What needs to be done: Carry on the Lake Houston Dam fishing thread below, starting after its last post.

# Lake Houston Dam 4/27



## amerson357 (Jul 7, 2004)

Me and my buddy went below Lake Houston's dam @ day break and had a pretty good time. Caught 43 Blues and 1 Buffalo in about 3 1/2 hrs. Fresh Shad was the ticket.


----------



## yakfishin (Dec 8, 2005)

Very nice. How much water was there?


----------



## johnmyjohn (Aug 6, 2006)

Good fish and looks like a good time.


----------



## tngbmt (May 30, 2004)

must have caught them just before the flood ..


----------



## amerson357 (Jul 7, 2004)

*re*

Yeah, that was right beofre all the rain, but it still releasing water from the previous hard rain. The water flow had slowed tremendously because we went Thursday and still caught a good number of fish in about 2 hours. It should be pretty good by Saturday-Monday, I just need to see how much water they are releasing!!!


----------



## dbullard (Feb 13, 2008)

amerson357 said:


> Yeah, that was right beofre all the rain, but it still releasing water from the previous hard rain. The water flow had slowed tremendously because we went Thursday and still caught a good number of fish in about 2 hours. It should be pretty good by Saturday-Monday, I just need to see how much water they are releasing!!!


That is a heck of nice mess of fish wtg!!

It isn't what they release from the two gates it is how many feet are coming over the spillway from the rain .

Are the Lake Houston Dam Flood Gates open?Lake Houston is a spillway controlled dam. There are no flood gates on Lake Houston. There are two small maintenance gates which are not opened for floods.. Refer to 713-247-1000.

Data section:
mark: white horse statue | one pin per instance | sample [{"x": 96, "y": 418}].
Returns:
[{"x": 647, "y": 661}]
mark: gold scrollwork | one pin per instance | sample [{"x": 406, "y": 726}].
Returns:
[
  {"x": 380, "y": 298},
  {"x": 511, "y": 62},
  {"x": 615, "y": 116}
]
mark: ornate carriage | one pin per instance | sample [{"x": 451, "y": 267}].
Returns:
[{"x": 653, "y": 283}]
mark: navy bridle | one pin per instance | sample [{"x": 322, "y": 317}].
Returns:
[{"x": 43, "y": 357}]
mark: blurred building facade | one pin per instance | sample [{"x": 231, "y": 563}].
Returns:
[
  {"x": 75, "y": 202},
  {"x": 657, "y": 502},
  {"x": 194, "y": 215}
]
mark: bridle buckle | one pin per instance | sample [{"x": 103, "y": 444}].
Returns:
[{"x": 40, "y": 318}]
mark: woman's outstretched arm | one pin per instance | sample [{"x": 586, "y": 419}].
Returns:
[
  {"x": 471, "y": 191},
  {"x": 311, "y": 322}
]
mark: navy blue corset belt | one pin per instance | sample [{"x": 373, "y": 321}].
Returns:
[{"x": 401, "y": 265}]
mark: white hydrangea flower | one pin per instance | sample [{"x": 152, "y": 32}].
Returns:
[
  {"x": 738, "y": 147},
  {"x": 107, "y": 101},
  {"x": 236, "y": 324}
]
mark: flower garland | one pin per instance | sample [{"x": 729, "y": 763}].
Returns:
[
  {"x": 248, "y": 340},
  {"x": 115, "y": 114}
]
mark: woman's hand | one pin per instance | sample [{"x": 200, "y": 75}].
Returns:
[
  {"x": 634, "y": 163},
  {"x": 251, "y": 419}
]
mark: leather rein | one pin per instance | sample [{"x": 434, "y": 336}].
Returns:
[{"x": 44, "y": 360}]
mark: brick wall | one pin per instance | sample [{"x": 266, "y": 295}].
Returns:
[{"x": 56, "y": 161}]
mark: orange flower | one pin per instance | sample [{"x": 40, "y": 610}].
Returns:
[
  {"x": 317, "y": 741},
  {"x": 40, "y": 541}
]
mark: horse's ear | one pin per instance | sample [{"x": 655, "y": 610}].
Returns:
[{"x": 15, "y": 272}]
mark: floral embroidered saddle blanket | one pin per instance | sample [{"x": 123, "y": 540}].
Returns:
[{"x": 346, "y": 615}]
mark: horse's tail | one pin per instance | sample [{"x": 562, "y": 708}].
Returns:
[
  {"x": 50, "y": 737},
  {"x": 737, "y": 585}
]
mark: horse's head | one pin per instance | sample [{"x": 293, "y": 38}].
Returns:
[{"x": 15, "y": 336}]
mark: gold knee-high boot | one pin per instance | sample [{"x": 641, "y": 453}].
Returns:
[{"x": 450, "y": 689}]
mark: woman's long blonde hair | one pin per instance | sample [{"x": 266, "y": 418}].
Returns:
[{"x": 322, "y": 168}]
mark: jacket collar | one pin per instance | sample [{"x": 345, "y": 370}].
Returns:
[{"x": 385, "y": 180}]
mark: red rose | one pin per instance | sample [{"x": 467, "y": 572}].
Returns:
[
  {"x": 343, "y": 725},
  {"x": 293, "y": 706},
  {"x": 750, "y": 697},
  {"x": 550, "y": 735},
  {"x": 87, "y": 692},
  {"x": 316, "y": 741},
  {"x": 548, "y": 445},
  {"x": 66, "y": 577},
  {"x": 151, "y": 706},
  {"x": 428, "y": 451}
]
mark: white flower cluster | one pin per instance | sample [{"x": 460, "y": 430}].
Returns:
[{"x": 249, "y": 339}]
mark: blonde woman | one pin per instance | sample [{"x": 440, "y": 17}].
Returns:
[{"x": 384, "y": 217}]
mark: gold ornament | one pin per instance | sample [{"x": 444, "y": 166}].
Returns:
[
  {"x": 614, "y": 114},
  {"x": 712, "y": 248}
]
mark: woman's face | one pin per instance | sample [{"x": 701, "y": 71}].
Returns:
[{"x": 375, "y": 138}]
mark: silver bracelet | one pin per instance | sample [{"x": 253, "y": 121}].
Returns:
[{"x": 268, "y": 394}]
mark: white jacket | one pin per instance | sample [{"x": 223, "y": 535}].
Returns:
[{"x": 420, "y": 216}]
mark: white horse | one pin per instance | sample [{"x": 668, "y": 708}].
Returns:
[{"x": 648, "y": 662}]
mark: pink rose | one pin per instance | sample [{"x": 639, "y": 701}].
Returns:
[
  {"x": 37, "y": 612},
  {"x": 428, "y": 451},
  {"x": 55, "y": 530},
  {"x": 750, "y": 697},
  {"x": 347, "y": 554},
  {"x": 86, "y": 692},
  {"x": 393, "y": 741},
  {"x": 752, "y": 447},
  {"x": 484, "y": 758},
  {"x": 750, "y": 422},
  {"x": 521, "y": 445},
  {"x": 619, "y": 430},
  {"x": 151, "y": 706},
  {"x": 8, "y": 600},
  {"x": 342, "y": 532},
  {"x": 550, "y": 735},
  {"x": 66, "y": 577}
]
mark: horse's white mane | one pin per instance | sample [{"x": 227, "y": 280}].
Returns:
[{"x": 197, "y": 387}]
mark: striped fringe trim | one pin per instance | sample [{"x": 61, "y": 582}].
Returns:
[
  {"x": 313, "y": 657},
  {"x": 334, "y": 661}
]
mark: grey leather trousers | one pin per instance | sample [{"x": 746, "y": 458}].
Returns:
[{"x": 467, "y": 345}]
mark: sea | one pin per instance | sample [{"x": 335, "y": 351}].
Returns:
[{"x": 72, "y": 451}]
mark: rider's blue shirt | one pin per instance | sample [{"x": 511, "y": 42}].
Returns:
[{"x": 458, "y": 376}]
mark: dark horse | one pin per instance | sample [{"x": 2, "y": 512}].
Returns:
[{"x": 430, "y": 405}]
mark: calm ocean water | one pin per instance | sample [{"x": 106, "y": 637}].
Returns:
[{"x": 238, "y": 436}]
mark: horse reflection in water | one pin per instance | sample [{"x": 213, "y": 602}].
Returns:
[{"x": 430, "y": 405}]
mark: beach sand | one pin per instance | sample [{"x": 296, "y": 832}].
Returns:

Written reply:
----------



## tngbmt (May 30, 2004)

http://ahps.srh.noaa.gov/hydrograph...&view=1,1,1,1,1,1,1,1&toggles=10,7,8,2,9,15,6

by looking at the water level . i may wait until tuesdy before venturing out there


----------



## amerson357 (Jul 7, 2004)

Well when I was there Thursday and Monday, There was water coming out of the 2 gates ( about 1/3 open) and also over the top. Monday you could tell that the lake was getting lower because after about 2 hours, hardly any water was flowing over the top. Then the fishing kinda shut off... according to Chron.com, there is like 55,000 CFS coming out of that lake. It was 14,000 on Thursay and was kinda scary looking. With the river and creeks still high in the area, it might be another 5-7 days before it is really fishable.


----------



## Luco (Sep 21, 2006)

Yep buddy thats how its done. Lets go again Tuesday??? Or are you scared.


----------



## fowlwaters (Jun 14, 2006)

There are 4 gates on the spill they use to release water from.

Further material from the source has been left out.